Your instructions: Could you print the listing below word for word, beginning at the line that contains "Mark every instance of the red tile" and stopping after its final line? Include that starting line, and leave out everything before it.

Record excerpts:
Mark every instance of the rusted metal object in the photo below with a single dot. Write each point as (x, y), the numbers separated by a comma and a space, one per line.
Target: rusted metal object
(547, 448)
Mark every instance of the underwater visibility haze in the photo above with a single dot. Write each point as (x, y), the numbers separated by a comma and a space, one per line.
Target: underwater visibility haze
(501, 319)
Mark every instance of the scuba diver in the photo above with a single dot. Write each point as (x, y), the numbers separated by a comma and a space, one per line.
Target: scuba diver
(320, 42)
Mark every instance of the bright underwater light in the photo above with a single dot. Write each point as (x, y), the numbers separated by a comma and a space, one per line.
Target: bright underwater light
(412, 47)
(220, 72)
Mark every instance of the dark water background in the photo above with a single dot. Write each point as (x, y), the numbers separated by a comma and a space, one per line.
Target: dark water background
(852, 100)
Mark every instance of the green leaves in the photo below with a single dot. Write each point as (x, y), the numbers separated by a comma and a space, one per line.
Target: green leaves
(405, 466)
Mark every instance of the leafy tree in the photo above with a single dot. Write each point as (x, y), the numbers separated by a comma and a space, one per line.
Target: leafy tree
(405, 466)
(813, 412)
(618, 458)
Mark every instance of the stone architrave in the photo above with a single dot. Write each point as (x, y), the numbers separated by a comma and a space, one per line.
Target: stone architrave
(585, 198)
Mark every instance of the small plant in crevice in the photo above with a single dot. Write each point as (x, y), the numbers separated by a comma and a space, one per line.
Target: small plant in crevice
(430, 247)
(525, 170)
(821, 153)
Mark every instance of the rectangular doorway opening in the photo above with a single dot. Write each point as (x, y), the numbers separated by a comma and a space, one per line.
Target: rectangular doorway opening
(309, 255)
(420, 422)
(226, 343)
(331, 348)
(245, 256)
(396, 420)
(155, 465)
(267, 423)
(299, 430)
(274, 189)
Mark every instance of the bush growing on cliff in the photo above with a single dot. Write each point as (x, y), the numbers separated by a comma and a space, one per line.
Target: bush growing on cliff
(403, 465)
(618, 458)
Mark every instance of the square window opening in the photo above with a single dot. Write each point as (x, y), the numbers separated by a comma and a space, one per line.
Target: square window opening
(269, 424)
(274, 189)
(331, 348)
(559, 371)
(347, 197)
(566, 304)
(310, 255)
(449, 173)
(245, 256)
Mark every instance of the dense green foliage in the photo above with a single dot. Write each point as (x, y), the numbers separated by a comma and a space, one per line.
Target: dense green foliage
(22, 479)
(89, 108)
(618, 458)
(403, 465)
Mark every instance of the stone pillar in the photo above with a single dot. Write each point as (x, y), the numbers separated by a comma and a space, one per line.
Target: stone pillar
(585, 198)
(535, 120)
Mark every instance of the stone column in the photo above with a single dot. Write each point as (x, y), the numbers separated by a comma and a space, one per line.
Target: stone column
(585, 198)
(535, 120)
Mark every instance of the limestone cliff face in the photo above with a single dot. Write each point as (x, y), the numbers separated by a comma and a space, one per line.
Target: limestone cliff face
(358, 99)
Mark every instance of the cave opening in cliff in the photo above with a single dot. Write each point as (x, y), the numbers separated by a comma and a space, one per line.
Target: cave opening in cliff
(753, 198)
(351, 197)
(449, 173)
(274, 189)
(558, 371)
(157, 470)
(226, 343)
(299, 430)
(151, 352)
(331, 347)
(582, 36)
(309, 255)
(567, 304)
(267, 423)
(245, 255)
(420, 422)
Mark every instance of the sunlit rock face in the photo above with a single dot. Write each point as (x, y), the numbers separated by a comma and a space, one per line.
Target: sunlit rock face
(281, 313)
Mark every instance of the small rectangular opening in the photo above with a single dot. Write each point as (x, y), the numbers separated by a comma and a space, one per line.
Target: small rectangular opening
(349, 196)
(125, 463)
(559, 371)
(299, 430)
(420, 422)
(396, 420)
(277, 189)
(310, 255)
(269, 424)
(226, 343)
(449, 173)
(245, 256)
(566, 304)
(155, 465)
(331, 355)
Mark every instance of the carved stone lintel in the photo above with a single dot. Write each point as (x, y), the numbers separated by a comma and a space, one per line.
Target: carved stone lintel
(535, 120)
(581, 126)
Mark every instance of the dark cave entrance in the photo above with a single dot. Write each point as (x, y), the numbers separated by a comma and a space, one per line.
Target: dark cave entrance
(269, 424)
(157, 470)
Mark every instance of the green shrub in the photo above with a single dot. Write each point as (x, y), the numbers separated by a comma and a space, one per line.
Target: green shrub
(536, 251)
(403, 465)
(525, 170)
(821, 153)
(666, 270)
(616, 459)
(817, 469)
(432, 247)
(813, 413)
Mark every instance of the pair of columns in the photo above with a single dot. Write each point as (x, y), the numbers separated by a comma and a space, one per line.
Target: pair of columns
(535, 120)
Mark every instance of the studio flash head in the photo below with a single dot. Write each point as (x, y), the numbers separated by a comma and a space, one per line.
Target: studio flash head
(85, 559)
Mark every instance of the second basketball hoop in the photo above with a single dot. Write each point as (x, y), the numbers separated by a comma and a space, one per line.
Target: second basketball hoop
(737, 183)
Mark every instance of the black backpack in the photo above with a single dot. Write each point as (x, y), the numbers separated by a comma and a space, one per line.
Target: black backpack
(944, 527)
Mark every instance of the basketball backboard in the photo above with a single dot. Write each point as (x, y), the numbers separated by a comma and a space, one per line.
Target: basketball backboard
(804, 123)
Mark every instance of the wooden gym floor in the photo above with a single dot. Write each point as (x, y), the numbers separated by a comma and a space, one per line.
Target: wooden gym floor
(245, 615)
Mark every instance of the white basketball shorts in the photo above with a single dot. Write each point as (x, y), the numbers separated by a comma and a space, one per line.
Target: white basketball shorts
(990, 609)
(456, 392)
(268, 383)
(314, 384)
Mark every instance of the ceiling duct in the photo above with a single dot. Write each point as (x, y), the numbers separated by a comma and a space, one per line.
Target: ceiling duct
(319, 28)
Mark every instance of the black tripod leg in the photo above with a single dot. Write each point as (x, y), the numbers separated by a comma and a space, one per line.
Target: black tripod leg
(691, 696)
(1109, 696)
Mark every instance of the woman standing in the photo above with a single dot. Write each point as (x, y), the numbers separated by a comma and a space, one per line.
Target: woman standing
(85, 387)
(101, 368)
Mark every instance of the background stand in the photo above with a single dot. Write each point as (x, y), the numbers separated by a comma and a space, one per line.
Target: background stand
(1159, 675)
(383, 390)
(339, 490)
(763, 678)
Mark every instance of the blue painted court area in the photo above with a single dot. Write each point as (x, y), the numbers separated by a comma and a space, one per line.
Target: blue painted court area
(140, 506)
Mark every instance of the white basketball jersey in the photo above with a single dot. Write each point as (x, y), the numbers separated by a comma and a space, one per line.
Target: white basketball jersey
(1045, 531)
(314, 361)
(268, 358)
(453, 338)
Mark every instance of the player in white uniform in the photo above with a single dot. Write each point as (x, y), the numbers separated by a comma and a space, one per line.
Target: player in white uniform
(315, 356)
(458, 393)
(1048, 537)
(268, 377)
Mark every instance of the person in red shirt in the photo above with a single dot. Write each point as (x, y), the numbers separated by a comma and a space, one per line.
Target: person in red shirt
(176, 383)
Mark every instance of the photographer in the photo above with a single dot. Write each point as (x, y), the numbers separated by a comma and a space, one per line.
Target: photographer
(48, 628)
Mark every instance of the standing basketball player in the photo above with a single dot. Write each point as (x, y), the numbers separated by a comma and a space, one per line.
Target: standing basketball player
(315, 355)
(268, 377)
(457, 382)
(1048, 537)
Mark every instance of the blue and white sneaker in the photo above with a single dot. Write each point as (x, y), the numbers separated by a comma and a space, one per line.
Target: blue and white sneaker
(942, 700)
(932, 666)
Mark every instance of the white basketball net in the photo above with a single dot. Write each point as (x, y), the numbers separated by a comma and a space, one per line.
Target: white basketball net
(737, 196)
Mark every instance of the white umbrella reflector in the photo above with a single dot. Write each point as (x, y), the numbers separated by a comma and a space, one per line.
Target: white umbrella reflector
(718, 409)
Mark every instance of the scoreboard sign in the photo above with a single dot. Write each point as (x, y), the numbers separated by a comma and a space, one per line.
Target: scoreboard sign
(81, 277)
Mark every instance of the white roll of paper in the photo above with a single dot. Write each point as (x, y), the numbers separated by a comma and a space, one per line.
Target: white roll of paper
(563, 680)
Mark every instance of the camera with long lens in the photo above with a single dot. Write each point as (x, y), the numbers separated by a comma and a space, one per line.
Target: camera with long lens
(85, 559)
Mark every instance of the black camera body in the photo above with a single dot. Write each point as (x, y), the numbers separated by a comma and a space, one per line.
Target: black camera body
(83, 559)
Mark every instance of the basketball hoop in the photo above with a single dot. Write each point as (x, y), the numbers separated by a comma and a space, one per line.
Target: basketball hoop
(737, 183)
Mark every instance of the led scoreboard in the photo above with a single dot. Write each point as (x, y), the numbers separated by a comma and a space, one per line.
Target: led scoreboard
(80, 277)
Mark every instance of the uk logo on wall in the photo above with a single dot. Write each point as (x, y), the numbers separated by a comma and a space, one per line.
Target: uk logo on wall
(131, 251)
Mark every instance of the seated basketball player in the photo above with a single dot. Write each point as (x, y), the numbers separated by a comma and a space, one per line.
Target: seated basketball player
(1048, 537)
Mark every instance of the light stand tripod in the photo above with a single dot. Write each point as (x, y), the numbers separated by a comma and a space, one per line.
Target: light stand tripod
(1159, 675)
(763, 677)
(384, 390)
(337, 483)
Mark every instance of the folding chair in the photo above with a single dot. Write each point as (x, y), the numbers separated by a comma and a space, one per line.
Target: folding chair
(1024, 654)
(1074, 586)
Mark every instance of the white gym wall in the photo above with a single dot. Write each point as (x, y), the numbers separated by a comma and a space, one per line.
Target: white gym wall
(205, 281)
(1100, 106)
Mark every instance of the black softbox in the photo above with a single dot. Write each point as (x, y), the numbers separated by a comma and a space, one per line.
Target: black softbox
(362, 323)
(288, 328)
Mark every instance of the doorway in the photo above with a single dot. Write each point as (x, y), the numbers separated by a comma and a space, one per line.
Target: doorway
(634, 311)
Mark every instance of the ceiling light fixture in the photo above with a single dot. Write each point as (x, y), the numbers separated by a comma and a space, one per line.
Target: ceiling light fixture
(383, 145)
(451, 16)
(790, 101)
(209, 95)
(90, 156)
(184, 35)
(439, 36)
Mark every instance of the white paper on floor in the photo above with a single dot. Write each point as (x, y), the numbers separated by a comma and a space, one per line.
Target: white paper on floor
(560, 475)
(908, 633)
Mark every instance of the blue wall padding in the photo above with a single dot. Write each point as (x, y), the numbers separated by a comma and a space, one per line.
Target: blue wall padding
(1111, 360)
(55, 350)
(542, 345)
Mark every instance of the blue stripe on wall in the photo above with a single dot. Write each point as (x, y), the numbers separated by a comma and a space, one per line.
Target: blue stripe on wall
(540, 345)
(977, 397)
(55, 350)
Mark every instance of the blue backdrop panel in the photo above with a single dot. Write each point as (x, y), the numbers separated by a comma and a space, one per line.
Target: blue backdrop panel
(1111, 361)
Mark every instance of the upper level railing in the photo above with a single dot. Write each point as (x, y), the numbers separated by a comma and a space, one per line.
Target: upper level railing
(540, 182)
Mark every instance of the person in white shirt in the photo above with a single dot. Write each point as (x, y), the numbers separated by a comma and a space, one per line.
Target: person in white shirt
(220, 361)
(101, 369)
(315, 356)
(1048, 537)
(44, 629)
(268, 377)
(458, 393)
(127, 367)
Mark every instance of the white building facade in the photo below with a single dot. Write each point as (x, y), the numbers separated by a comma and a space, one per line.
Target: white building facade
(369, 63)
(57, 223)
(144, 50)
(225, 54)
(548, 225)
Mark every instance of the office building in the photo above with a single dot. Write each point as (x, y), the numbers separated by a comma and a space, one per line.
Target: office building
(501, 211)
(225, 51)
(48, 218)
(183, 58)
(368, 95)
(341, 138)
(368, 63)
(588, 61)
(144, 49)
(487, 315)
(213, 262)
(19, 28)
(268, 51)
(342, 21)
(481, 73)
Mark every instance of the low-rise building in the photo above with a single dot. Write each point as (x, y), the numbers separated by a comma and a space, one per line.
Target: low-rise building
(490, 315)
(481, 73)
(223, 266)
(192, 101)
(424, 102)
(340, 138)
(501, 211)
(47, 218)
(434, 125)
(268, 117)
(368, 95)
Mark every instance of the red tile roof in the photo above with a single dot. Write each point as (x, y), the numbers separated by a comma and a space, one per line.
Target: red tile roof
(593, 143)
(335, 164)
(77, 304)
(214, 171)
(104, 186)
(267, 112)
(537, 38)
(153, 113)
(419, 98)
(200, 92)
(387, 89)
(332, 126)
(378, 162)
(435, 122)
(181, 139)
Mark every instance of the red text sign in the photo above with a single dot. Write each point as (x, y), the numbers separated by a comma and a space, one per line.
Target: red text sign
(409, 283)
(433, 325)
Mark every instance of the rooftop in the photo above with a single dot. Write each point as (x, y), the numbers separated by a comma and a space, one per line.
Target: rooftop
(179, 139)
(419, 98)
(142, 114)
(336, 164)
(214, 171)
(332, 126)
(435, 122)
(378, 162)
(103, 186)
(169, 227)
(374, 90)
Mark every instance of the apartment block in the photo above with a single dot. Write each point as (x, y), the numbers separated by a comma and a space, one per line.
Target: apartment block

Written answer:
Mark every instance of the red tile roof in the photo above with a single dot. Write each point as (x, y), the numbers separated by a comma and a space, one per line.
Target: red tile roof
(593, 143)
(335, 164)
(77, 304)
(214, 171)
(104, 186)
(267, 112)
(537, 38)
(153, 113)
(419, 98)
(200, 92)
(387, 89)
(332, 126)
(378, 162)
(435, 122)
(181, 139)
Mark every instance of the red text sign in the photo above with a single dot. Write each point as (x, y), the numbers separated by a comma and a space, one per line.
Target: red text sign
(409, 283)
(433, 325)
Mark every instance of the rooftop in the photo above with a single dot. Write each point as (x, y), the numbers separated by a comma and a space, one per line.
Target: rooftop
(179, 139)
(419, 98)
(142, 114)
(336, 164)
(214, 171)
(332, 126)
(435, 122)
(378, 162)
(103, 186)
(169, 227)
(374, 90)
Mark every instance of the apartment block in the photo above with a single dot. Write each point as (x, y), the numbers separated by a comma and a space, one per line.
Target: apartment block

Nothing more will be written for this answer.